:: Activity ::
Once you find the line containing "Each instance receives one keypoint. Mark the apartment", output it and every line after it to the end of the records, exactly.

[Stored dataset items]
· · ·

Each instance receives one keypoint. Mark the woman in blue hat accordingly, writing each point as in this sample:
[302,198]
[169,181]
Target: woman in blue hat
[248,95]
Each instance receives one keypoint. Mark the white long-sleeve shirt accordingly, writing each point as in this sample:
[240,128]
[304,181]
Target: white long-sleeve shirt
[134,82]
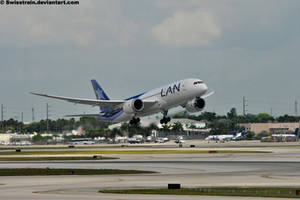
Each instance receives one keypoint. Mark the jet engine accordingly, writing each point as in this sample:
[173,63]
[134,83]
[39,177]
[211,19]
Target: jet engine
[195,105]
[133,106]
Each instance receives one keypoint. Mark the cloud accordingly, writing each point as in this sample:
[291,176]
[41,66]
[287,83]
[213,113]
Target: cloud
[187,29]
[91,23]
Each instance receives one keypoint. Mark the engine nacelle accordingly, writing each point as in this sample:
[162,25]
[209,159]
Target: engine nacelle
[133,106]
[195,105]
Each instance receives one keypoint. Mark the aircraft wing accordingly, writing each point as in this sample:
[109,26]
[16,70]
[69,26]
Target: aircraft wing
[208,94]
[83,115]
[92,102]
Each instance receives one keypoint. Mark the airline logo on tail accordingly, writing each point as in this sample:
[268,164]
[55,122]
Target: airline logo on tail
[296,131]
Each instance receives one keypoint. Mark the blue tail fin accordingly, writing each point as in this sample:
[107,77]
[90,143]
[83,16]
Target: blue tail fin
[296,131]
[99,92]
[243,132]
[234,132]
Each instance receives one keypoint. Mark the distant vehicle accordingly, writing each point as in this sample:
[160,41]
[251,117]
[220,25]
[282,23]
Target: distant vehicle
[21,143]
[81,141]
[292,137]
[136,139]
[179,140]
[223,138]
[161,140]
[149,139]
[188,93]
[239,136]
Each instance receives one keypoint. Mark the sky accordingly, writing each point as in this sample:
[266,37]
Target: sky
[238,48]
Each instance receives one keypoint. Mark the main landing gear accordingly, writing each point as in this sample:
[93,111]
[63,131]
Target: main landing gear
[165,119]
[134,121]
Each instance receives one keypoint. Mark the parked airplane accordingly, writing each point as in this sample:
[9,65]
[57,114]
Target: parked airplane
[188,93]
[239,136]
[223,138]
[296,133]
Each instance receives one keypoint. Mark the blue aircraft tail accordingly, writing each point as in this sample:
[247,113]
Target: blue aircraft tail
[296,131]
[234,132]
[99,92]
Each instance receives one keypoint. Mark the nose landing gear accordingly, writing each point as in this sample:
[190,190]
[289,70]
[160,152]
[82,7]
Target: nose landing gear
[165,119]
[134,121]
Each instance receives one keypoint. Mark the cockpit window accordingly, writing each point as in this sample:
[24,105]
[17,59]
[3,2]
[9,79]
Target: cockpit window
[197,82]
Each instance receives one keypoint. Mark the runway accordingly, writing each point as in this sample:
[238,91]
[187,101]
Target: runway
[281,168]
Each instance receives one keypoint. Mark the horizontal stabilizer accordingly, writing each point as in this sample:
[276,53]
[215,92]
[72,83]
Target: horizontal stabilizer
[83,115]
[208,94]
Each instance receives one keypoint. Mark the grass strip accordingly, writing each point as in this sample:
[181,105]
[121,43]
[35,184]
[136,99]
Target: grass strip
[52,171]
[127,152]
[81,147]
[218,191]
[42,158]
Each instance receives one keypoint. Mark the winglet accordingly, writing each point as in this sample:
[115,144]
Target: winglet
[99,92]
[208,94]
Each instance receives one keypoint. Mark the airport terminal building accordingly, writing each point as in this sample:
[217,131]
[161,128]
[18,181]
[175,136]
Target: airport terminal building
[272,128]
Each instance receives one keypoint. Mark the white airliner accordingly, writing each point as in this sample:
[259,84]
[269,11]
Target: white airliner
[223,138]
[188,93]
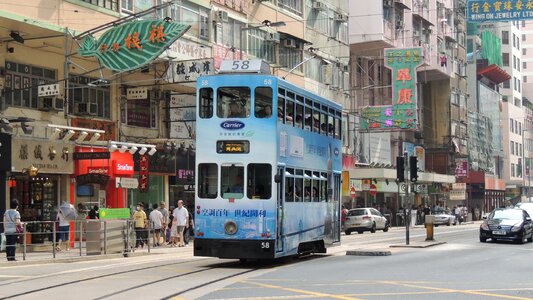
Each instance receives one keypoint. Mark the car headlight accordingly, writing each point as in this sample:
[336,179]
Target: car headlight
[517,227]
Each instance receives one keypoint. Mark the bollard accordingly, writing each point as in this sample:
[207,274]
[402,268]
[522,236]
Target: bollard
[429,220]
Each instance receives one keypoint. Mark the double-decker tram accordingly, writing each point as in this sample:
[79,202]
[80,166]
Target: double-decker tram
[268,166]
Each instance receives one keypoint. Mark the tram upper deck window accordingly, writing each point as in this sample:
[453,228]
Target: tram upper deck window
[232,181]
[207,180]
[259,181]
[206,103]
[263,102]
[233,102]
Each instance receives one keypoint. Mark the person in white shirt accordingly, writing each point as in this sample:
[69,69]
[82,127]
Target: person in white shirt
[181,221]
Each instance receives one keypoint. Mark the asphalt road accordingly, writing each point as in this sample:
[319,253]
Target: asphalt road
[463,268]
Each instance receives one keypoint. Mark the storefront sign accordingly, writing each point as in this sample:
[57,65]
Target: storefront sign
[402,114]
[127,183]
[107,126]
[5,152]
[190,70]
[48,157]
[100,179]
[91,155]
[114,213]
[143,173]
[133,44]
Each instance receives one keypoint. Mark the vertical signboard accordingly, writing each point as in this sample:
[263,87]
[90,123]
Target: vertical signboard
[402,115]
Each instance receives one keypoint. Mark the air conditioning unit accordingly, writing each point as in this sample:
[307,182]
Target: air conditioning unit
[272,37]
[221,16]
[93,109]
[81,108]
[289,43]
[319,5]
[339,17]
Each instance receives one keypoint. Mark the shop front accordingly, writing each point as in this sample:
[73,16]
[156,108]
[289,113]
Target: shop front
[95,177]
[39,180]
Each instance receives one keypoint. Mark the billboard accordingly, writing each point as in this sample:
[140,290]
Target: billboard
[498,10]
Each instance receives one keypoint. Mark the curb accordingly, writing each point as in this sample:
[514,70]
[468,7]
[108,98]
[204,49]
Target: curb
[418,245]
[368,252]
[73,259]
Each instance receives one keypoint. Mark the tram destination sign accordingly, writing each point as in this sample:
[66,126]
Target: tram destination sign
[499,10]
[236,147]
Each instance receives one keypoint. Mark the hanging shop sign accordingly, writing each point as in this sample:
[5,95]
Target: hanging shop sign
[48,157]
[402,115]
[143,173]
[133,44]
[190,70]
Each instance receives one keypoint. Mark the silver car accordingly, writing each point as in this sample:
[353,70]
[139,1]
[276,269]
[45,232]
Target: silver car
[442,217]
[365,219]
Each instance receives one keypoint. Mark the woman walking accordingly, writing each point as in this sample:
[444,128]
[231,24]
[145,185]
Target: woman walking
[11,223]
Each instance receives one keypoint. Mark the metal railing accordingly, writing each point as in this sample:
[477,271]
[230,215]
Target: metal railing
[46,239]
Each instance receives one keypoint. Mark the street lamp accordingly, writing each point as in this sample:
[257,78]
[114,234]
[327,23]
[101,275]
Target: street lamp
[265,23]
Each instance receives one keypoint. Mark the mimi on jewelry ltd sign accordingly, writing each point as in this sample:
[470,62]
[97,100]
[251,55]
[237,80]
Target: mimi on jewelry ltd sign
[132,45]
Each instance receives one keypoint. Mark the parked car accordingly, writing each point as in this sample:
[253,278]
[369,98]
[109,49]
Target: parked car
[444,218]
[527,206]
[365,219]
[507,224]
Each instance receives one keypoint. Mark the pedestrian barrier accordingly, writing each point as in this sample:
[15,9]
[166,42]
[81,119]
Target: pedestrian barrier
[45,239]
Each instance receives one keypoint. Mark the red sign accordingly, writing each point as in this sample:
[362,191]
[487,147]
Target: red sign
[373,190]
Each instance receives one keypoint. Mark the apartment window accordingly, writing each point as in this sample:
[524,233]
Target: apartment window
[21,82]
[294,6]
[89,101]
[108,4]
[291,54]
[505,59]
[505,37]
[127,6]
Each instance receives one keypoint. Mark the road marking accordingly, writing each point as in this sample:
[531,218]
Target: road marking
[311,293]
[470,292]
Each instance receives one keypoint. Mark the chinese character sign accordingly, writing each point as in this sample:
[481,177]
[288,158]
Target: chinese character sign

· · ·

:: Exercise result ::
Each instance receives one keypoint. Mark the apartment window accordingly, writing each point as in this sample:
[524,233]
Target: apartment window
[21,82]
[294,6]
[89,101]
[108,4]
[291,54]
[505,59]
[505,37]
[127,6]
Each instance receives one keypoint. Mark the road marking accordingly, writing each point as in this sample:
[531,218]
Target: road marking
[311,293]
[470,292]
Each instance receives one keypoint. Mark the chinese character sign accordingly, writing each point as in this sample:
[481,177]
[288,158]
Target: chinese character sign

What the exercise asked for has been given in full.